**Directions**.
Rewrite all the records below, changing every "Reviewer note" to "Annotator note" and keeping everything else the same. Leave the pictures out.

____ Records supplied

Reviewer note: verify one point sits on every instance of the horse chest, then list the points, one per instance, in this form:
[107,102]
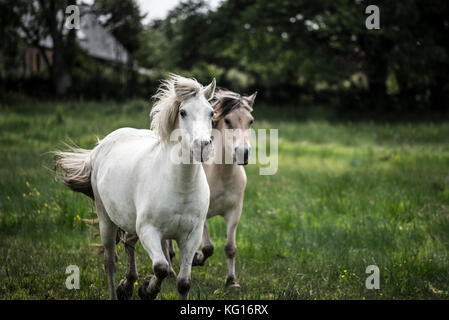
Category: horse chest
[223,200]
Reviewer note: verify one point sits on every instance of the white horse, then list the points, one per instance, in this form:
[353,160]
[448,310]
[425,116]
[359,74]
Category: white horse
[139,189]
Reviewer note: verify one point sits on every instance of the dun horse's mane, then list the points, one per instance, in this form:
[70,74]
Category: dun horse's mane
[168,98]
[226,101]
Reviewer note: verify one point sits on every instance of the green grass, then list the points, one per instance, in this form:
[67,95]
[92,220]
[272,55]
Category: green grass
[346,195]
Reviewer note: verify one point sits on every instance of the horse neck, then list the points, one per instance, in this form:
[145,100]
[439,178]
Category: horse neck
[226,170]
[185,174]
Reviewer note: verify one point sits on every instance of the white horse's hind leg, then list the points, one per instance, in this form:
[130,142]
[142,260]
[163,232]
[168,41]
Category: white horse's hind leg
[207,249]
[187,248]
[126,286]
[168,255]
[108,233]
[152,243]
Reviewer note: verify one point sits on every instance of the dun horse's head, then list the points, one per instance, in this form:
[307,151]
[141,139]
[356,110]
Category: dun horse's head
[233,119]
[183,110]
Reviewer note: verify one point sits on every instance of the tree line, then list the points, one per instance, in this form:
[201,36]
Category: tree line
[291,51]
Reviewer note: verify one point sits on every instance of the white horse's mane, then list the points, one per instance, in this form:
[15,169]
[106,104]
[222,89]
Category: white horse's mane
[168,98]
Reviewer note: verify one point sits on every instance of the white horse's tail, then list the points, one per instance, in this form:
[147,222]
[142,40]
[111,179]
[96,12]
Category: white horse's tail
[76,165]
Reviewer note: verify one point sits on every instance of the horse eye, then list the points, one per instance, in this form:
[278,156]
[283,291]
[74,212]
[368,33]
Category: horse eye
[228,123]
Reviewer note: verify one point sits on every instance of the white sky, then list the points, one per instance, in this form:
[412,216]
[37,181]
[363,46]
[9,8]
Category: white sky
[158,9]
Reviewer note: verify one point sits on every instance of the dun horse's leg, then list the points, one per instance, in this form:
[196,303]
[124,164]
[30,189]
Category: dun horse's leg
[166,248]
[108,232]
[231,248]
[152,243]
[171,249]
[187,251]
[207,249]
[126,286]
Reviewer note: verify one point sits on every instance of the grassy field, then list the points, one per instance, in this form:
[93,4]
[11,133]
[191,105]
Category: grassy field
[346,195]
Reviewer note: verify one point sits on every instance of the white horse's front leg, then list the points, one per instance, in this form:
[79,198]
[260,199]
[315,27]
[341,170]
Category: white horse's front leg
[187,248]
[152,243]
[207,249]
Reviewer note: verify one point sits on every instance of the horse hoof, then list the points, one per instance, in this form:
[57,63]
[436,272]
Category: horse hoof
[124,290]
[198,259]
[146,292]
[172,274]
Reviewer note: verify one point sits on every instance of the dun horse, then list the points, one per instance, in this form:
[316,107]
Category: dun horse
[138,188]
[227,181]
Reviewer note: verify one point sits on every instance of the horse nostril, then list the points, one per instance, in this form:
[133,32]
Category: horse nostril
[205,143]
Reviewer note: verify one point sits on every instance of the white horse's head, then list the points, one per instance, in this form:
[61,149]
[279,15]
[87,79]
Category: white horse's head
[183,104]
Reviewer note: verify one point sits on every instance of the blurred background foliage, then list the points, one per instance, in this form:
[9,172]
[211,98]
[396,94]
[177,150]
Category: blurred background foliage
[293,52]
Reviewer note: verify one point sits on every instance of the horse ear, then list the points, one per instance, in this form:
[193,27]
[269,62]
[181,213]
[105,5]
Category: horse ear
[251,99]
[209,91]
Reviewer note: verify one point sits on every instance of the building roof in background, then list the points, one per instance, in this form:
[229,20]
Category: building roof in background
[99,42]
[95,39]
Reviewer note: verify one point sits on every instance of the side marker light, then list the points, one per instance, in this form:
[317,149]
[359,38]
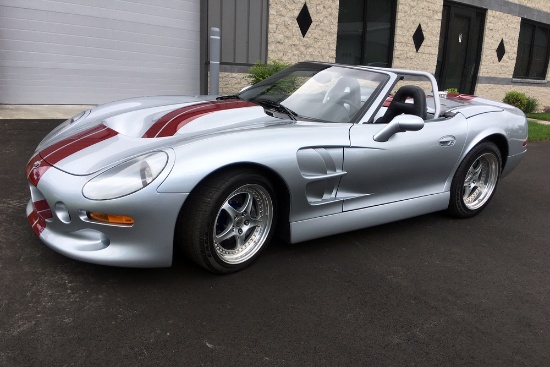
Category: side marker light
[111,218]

________

**Correct output**.
Annotator note: verify one point sits on every instance of the horse chest, then list the points, one per instance, in this form:
[107,102]
Category: horse chest
[223,200]
Annotator note: verify one point sits on every instance of the white horse, then list the points, one per instance, in this form:
[353,160]
[448,310]
[425,116]
[359,74]
Category: white horse
[139,189]
Annotator note: verify one point sits on every instance of the dun horse's mane, then list the points, one per instance, in this form:
[70,74]
Category: dun horse's mane
[168,98]
[226,101]
Annotator note: verify one point sits on every instance of the green grass, then list the points, one per instance, in this form:
[67,95]
[92,220]
[272,55]
Category: green grass
[346,195]
Annotator note: verify one point sits on every instance of the horse neck, then list the points, one per instance, in this form:
[145,100]
[439,178]
Category: horse neck
[226,170]
[185,174]
Annotator note: verify one point sits on every instance of the white horse's hind leg, then list the points, one per instance, in this form:
[130,142]
[142,260]
[163,232]
[168,41]
Category: white horse's hind leg
[207,249]
[187,248]
[126,286]
[168,255]
[108,233]
[152,243]
Annotator note: verify one point sits on every instance of the dun horse's head, then list the points, one per instance, in this form:
[307,151]
[141,139]
[356,110]
Category: dun horse's head
[233,119]
[183,110]
Annotator note: verify one point sits on every instance of the tree line, then list the points, one per instance, in this form:
[201,36]
Category: tree line
[291,51]
Annotator note: verify one point sits on every instance of the white horse's mane, then list the points, one per instance, in this form:
[15,169]
[106,104]
[222,89]
Category: white horse's mane
[168,98]
Annotator note: verify one point sits on every instance of the white horse's tail, then list the points, one per instance, in this form:
[147,222]
[142,40]
[111,179]
[96,12]
Category: white horse's tail
[76,165]
Annotator note: verify one point sits on every instance of the horse eye, then list the points, one per instance, in this form:
[278,156]
[283,291]
[74,212]
[368,33]
Category: horse eye
[228,123]
Annotator note: verify one point sits on every instance of the white sky, then list the points, one per instance, in this form:
[412,216]
[37,181]
[363,46]
[9,8]
Category: white sky
[158,9]
Annotator note: verify one point sits on every instance of the dun horse's leg, then list the points, one per instance, in this form:
[196,303]
[124,164]
[30,189]
Category: dun horse's leg
[166,248]
[108,232]
[231,248]
[152,243]
[171,249]
[187,251]
[207,249]
[126,286]
Annotator note: verify one point sits on every instance of the grassy field, then list the points, one per instance, in this form:
[93,4]
[11,133]
[191,105]
Category: grassy field
[346,195]
Annotator note: verify one point sits on every instance of the white horse's front leg, then list the points, one per instance, in this form:
[79,198]
[260,199]
[315,27]
[341,170]
Category: white horse's front leg
[187,248]
[152,243]
[207,249]
Annotator note: verify one point sits on every instance of the horse hoof, then list the points, one per instance, in this form:
[57,63]
[436,272]
Category: horse hoof
[124,290]
[198,259]
[146,292]
[172,274]
Annotator note: verify one point sits on every instance of the dun horse, then list the points, one per instance, in this form:
[316,107]
Category: dun horse
[138,188]
[227,181]
Annotator note: verify one point sits on every instance of the horse nostril, then list the points, one per instance, in this form:
[133,32]
Category: horse nostril
[205,143]
Annotator note: verify one point sits on every instance of the white horse's head, then list the points, one per instance, in this form:
[61,149]
[279,15]
[87,79]
Category: white horse's head
[183,104]
Annotator note: verify one point sits on every instance of the blurred background foliage, then list the points, one per instance, in this form:
[9,172]
[211,98]
[396,94]
[177,150]
Category: blurred background foliage
[293,52]
Annotator note: verify one point sits on every instance of the horse ear, then list the points, one per instance, in this form:
[193,27]
[269,62]
[181,213]
[105,5]
Category: horse ear
[251,99]
[209,91]
Annotator note: verify one point sits on every instance of the building roof in background, then list the points, one per instance, in this form:
[229,20]
Category: building roof in background
[99,42]
[95,39]
Annotator note: verify one point sits on every instance of the side marker light, then list the points, one per instance, in this form:
[317,149]
[359,38]
Category: side marker light
[111,218]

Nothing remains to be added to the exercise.